● **DOCUMENT SEGMENT**:

Clinicians at Mount Sinai Health System in New York are reconfiguring hundreds of donated sleep apnea machines into ventilators to treat patients with severe cases of COVID-19.
A team of pulmonologists, anesthesiologists, sleep and critical care specialists, and medical students are creating the makeshift respiratory devices from a shipment of 200 ResMed VPAP ST machines donated by Tesla CEO Elon Musk. They are also sharing protocols and instructions for how to use the systems with other hospitals and the Greater New York Hospital Association to combat the nationwide shortage of invasive ventilators.
Dr. Charles A. Powell, chief of the division of pulmonary, critical care, and sleep medicine, and chief executive officer of the Mount Sinai – National Jewish Health Respiratory Institute, says the solution can be used “in patients who do not require all the power of a regular ventilator, freeing up those conventional devices for the acutely ill. Our objective is to share our protocols widely with our colleagues around the globe facing this crisis. This project is a demonstration of the success of the team science collaborative research infrastructure at Mount Sinai that allowed us to make these innovations quickly.”

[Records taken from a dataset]
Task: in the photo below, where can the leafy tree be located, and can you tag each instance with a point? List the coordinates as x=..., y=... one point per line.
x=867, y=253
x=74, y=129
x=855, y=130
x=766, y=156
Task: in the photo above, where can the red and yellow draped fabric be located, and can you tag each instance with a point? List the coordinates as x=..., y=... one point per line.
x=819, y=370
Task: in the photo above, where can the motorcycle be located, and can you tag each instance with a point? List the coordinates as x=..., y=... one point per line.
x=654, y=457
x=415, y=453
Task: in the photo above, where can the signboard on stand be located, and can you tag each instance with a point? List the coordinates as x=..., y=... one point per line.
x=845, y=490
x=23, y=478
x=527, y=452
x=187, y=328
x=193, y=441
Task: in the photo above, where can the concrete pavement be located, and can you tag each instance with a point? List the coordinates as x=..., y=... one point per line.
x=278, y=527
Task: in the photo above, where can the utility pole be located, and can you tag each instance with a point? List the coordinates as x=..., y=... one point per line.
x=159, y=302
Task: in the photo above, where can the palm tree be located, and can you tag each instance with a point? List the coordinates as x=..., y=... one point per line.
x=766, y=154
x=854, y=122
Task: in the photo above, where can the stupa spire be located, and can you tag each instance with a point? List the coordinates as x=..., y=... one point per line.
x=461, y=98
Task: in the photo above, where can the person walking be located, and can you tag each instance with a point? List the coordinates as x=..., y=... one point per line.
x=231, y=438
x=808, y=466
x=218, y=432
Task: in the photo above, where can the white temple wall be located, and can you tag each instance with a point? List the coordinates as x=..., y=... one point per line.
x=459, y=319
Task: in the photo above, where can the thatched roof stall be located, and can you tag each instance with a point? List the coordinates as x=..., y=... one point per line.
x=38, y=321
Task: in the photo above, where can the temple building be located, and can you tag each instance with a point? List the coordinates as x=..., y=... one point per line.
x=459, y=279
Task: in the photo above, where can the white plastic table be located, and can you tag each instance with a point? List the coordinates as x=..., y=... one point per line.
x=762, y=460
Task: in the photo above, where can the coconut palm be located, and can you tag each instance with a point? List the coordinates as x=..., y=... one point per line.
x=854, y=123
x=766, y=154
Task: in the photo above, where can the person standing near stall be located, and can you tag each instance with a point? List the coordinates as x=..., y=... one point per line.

● **REQUIREMENT 1**:
Answer these questions from the article on the Mount Sinai ventilators, one answer per line:
(a) How many machines were in the donated shipment?
(b) Who donated the machines?
(c) According to Dr. Charles A. Powell, what conventional devices does the solution free up, and for whom?
● **REQUIREMENT 2**: Return the passage of the Mount Sinai ventilator article starting at "Clinicians at Mount" and ending at "of invasive ventilators.", copied without any changes.

● **RESPONSE BOX 1**:
(a) 200 ResMed VPAP ST machines
(b) Tesla CEO Elon Musk
(c) Regular ventilators, for the acutely ill

● **RESPONSE BOX 2**:
Clinicians at Mount Sinai Health System in New York are reconfiguring hundreds of donated sleep apnea machines into ventilators to treat patients with severe cases of COVID-19.
A team of pulmonologists, anesthesiologists, sleep and critical care specialists, and medical students are creating the makeshift respiratory devices from a shipment of 200 ResMed VPAP ST machines donated by Tesla CEO Elon Musk. They are also sharing protocols and instructions for how to use the systems with other hospitals and the Greater New York Hospital Association to combat the nationwide shortage of invasive ventilators.